### WORK REQUIRED
Count the lines below that contain the string "black". Output only the number.

[Collected data entries]

┌──

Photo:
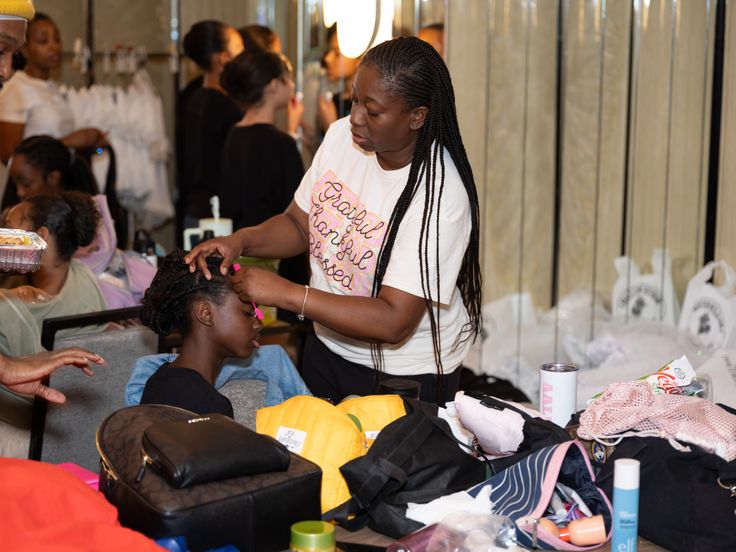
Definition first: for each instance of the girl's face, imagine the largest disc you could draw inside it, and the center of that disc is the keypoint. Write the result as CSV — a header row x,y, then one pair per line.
x,y
380,122
237,328
337,65
233,44
30,181
17,220
43,48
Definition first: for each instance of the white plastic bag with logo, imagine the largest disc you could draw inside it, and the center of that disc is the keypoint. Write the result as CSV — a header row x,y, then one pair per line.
x,y
719,375
638,296
709,311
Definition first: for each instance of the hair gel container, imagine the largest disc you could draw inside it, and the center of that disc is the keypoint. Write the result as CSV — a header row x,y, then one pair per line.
x,y
625,505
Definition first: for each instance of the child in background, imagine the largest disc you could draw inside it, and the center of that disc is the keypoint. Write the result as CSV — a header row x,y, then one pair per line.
x,y
214,325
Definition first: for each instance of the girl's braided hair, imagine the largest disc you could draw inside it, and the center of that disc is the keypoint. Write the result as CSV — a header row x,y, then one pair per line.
x,y
167,304
412,70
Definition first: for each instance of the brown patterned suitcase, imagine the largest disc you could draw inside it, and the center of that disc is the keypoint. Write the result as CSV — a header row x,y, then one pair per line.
x,y
251,513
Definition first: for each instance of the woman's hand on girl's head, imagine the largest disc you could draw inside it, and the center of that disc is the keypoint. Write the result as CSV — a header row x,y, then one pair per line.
x,y
227,247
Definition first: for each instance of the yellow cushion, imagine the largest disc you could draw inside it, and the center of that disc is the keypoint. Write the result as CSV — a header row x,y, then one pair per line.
x,y
318,431
17,8
374,412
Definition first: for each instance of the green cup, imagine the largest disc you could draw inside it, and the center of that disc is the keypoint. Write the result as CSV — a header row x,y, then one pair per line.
x,y
312,536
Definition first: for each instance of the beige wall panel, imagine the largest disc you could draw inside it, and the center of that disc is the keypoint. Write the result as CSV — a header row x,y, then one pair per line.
x,y
667,186
647,184
593,144
540,155
688,174
137,22
519,259
726,222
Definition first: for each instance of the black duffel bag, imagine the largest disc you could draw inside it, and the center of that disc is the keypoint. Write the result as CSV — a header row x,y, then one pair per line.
x,y
413,459
252,512
687,500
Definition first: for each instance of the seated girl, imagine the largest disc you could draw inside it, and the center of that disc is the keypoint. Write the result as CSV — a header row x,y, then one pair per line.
x,y
62,286
214,325
42,165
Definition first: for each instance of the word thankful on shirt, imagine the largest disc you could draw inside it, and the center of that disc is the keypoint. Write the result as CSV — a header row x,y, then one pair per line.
x,y
344,237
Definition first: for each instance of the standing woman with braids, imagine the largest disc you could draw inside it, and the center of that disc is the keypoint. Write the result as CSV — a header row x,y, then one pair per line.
x,y
389,214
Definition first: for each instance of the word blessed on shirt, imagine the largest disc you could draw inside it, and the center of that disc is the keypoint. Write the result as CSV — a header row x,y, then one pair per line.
x,y
343,236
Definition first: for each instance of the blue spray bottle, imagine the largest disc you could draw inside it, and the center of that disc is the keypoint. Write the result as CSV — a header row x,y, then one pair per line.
x,y
625,505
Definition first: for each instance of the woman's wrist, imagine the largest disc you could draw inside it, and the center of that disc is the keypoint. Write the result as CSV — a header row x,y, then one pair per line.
x,y
242,244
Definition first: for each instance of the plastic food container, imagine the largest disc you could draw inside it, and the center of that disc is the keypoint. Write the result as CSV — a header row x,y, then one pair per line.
x,y
20,251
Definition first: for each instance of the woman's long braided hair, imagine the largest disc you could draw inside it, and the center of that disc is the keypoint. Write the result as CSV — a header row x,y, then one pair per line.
x,y
412,70
167,304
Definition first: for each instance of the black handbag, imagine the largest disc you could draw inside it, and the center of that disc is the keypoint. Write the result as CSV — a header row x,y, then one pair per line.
x,y
251,512
209,448
413,459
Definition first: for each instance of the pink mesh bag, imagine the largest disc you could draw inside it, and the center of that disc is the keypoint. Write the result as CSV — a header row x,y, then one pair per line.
x,y
628,409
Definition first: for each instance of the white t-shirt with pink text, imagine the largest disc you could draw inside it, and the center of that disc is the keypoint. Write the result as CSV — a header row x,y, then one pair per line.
x,y
349,199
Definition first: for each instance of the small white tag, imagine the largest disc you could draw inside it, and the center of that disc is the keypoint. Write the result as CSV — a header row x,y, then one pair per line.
x,y
292,439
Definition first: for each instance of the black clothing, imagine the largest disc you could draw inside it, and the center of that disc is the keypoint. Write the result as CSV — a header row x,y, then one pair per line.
x,y
330,376
185,388
261,169
209,115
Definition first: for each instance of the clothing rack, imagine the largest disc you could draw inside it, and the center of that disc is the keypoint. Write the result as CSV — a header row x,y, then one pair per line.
x,y
91,58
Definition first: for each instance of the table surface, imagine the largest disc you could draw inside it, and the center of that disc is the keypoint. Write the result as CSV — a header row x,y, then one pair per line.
x,y
366,536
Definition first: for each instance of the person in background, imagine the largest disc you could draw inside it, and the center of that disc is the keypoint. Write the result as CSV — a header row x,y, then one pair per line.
x,y
434,34
261,166
63,285
389,214
42,165
208,116
339,69
214,325
31,102
258,37
25,374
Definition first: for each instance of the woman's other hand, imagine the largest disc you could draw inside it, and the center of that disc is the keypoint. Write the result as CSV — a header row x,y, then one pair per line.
x,y
85,138
228,247
24,374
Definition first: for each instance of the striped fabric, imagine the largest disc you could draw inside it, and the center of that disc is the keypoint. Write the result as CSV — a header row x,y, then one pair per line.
x,y
523,491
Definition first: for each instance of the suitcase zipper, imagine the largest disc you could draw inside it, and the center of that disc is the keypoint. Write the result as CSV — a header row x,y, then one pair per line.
x,y
105,463
145,460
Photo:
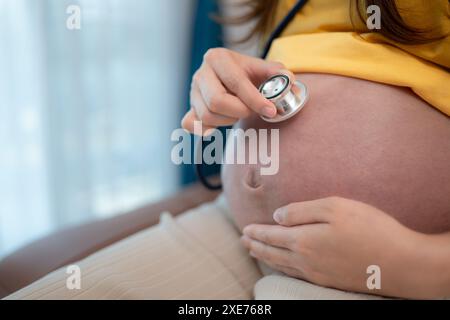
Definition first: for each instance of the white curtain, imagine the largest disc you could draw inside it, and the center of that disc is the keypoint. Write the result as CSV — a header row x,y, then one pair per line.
x,y
86,115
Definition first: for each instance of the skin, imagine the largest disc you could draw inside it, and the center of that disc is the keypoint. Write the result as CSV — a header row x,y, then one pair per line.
x,y
382,146
332,241
379,145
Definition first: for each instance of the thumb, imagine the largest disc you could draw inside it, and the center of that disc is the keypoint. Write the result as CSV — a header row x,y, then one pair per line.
x,y
308,212
260,70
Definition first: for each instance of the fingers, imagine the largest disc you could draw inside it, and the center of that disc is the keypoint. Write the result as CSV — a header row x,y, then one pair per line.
x,y
189,120
260,70
208,118
269,254
216,97
236,81
308,212
278,236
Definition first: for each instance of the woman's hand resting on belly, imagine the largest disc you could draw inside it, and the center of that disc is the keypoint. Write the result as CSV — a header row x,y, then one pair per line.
x,y
351,246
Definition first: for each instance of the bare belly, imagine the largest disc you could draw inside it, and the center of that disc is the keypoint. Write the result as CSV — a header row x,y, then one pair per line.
x,y
375,143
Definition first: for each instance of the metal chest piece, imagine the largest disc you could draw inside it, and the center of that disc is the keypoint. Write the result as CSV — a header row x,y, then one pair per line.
x,y
289,98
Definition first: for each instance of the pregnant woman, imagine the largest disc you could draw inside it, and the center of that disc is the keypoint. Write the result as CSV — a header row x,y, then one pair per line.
x,y
364,178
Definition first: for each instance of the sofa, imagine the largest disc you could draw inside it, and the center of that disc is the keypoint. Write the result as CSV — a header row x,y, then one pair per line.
x,y
72,244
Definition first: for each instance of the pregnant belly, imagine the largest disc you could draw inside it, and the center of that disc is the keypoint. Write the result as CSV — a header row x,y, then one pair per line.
x,y
375,143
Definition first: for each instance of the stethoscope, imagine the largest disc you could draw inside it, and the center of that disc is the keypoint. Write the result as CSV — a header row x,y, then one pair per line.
x,y
289,98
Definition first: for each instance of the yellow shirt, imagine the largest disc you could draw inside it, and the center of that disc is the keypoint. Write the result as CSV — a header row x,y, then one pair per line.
x,y
322,39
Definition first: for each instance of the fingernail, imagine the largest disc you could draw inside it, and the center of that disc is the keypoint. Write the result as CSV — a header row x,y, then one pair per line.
x,y
209,132
269,112
278,215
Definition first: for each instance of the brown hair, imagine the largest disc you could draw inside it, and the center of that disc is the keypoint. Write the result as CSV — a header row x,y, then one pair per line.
x,y
393,25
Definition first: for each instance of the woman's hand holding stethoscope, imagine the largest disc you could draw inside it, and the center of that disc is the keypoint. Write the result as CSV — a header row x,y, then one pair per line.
x,y
225,89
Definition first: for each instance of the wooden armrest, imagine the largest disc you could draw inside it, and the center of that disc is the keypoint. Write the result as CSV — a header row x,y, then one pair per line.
x,y
67,246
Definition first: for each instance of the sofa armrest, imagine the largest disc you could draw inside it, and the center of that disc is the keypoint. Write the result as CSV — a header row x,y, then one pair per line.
x,y
67,246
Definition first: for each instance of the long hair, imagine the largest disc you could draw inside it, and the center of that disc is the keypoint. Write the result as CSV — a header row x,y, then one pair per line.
x,y
393,25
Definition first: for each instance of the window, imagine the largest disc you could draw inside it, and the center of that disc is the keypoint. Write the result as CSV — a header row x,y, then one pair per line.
x,y
86,115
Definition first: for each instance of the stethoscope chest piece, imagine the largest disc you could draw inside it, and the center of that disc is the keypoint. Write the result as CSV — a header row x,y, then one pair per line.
x,y
289,98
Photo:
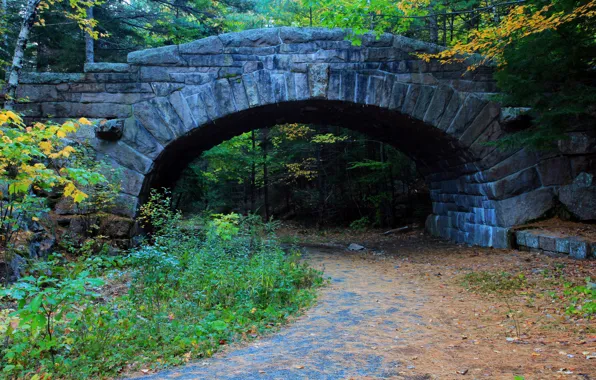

└──

### RESULT OF THIS TASK
3